#### AIM
Copy out the essay on the Visitation from the words "For the last" through "Mary responds back.", putting "relative" wherever "cousin" appears.

-------- TEXT SEGMENT --------

See, behold, recognise, welcome.

Jessica is a researcher, writer, and singer-songwriter. She is studying at Trinity College Dublin, and is an ordinand with the Church of Ireland.

A Renaissance painting of Elizabeth greeting the Virgin birth show two woman reaching out to hug, while others look on.
Pontormo's Visitation, 1528.
Pontormo, Public domain, via Wikimedia Commons.

It is a gift when we encounter something — a walk, conversation, work of art — that gives insight into a story we’ve long held dear (or often, long wrestled with). Last week in a cinema in Limerick, a moment in the film Wicked did just that. 

For the last year or so, I have been thinking about an event in the Gospel of Luke traditionally called the Visitation. This is the moment when Mary, the mother of Jesus, after realizing she was pregnant, traveled from Galilee to the hill country in Judea where her cousin Elizabeth lived. Elizabeth was also pregnant with a son, who would be John the Baptist. When these two women see each other, the word ‘greet’ is used several times in quick succession: a moving ethos occurs of this very human act of greeting — seeing, beholding, recognizing, welcoming. In a moment of abundant overflow, they vocalize praises from the deep heart; Elizabeth calls out to Mary, and Mary responds back.

-------- AVAILABLE DATA --------

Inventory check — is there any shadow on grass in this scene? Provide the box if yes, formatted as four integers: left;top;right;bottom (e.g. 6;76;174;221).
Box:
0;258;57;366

--------

#### IN RESPONSE
For the last year or so, I have been thinking about an event in the Gospel of Luke traditionally called the Visitation. This is the moment when Mary, the mother of Jesus, after realizing she was pregnant, traveled from Galilee to the hill country in Judea where her relative Elizabeth lived. Elizabeth was also pregnant with a son, who would be John the Baptist. When these two women see each other, the word ‘greet’ is used several times in quick succession: a moving ethos occurs of this very human act of greeting — seeing, beholding, recognizing, welcoming. In a moment of abundant overflow, they vocalize praises from the deep heart; Elizabeth calls out to Mary, and Mary responds back.